» **COSA FARE**
Nel brano sulle politiche della conoscenza, come viene definita l'autonomia con le parole di Thomas Piketty?
***** BRANO ESTRATTO *****
“Economics
are the methods. The object is to change the soul”.
Riferita alle politiche della conoscenza, istruzione e ricerca (ma non
soltanto), questa formula di Margaret Thatcher ben riassume il processo che ha
contraddistinto gli ultimi decenni.
Il metodo
economico, la penuria come condizione normale, al limite o al di sotto del
limite della sopravvivenza, è visibile a tutti. Anche ben visibile, insieme a
quello finanziario, è lo strangolamento burocratico. Meno visibile l’obiettivo.
Il cambiamento degli animi è così profondo che non ci accorgiamo nemmeno più
della distruzione compiutasi intorno e attraverso di noi: il paradosso della
fine – nella “società della conoscenza” – di un mondo dedicato alle cose della
conoscenza. Anche l’udito si è assuefatto a una programmatica devastazione linguistica,
dove un impoverito gergo tecnico-gestionale e burocratico reitera espressioni
dalla precisa valenza operativa, che però sembra essere difficile cogliere:
miglioramento della qualità, eccellenza, competenza, trasparenza, prodotti
della ricerca, erogazione della didattica… E autonomia, ovvero – per riprendere
le parole di Thomas Piketty – l’impostura che ha avviato il processo di
distruzione del modello europeo di università. Una distruzione che ha assunto
come pretesto retorico alcuni mali – reali e no – della vecchia università, ma
naturalmente senza porvi rimedio, perché non questo ma altro era il suo
obbiettivo.
***** DATI FORNITI *****
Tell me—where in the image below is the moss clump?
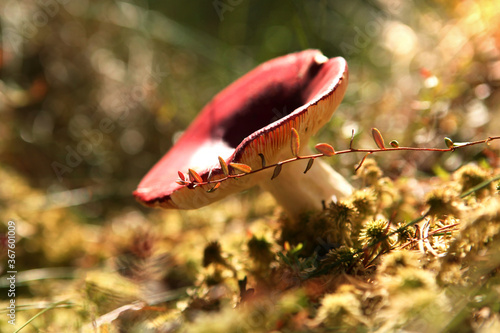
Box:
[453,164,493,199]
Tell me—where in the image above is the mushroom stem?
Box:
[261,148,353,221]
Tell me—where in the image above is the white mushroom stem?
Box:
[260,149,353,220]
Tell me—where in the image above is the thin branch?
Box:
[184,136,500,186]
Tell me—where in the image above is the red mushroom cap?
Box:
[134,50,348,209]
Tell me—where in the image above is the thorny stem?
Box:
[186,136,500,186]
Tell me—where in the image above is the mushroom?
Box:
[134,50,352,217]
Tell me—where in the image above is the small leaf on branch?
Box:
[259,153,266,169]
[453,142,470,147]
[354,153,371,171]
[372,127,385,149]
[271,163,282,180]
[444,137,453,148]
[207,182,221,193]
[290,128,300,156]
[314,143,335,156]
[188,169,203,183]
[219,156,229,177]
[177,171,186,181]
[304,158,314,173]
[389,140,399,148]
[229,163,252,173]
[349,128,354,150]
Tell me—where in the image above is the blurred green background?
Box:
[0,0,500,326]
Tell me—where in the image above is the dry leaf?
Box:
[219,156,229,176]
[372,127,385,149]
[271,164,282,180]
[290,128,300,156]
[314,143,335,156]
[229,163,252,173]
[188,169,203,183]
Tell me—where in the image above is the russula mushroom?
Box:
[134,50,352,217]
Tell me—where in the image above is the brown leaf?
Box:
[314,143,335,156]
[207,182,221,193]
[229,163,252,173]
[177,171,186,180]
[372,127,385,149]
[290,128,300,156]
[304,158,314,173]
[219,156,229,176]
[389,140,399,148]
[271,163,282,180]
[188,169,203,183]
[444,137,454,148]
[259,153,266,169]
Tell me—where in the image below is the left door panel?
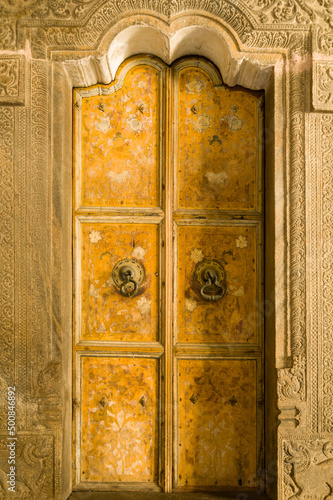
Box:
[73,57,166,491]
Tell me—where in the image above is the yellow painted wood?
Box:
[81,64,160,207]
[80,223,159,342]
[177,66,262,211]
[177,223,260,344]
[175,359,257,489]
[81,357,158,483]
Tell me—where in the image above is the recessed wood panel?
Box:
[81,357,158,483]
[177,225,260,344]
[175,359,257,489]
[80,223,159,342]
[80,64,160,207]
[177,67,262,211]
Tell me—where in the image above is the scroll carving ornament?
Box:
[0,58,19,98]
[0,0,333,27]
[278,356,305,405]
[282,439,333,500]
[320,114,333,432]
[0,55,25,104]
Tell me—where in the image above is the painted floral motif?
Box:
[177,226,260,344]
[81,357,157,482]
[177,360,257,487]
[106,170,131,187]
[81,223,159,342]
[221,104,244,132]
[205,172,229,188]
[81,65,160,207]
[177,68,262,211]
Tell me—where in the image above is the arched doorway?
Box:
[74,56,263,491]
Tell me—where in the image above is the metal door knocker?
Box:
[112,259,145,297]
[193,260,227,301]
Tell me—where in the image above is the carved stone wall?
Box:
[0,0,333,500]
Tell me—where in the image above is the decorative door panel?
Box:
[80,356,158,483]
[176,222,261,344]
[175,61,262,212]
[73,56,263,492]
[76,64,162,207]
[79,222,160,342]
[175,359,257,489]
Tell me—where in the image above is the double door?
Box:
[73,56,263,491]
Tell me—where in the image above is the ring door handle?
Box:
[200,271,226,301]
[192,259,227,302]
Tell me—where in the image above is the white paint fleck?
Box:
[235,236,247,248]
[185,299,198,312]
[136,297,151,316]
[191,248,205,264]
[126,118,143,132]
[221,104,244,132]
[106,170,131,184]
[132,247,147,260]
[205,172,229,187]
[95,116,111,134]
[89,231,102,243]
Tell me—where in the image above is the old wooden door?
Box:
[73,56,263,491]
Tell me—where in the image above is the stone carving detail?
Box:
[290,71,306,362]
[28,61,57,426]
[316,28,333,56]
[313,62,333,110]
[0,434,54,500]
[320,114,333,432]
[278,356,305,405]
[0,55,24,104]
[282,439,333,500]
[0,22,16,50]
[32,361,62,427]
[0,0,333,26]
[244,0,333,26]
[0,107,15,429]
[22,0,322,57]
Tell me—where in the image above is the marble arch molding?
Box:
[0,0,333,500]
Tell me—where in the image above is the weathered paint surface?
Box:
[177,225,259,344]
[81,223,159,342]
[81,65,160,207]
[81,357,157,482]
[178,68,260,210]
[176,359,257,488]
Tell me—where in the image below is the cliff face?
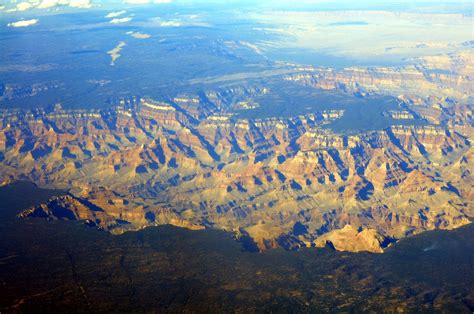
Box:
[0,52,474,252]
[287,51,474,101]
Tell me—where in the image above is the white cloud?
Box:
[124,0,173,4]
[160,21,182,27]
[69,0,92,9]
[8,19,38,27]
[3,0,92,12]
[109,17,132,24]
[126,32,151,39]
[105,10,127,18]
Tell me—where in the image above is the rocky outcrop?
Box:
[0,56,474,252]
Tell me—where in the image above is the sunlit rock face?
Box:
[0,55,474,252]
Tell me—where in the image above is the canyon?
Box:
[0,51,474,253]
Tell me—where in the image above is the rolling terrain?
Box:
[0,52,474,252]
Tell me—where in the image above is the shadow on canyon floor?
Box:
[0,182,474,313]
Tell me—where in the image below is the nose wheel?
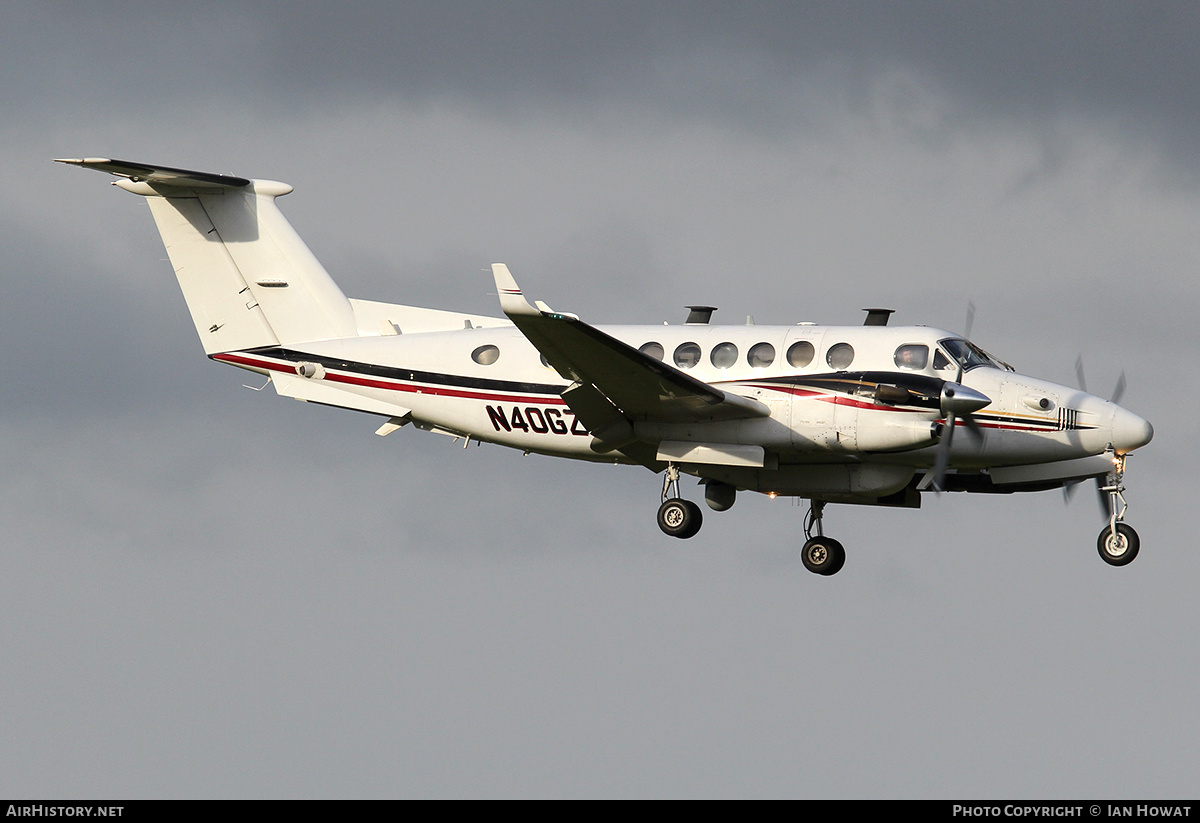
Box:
*****
» **RISPOSTA**
Come l'impostura che ha avviato il processo di distruzione del modello europeo di università.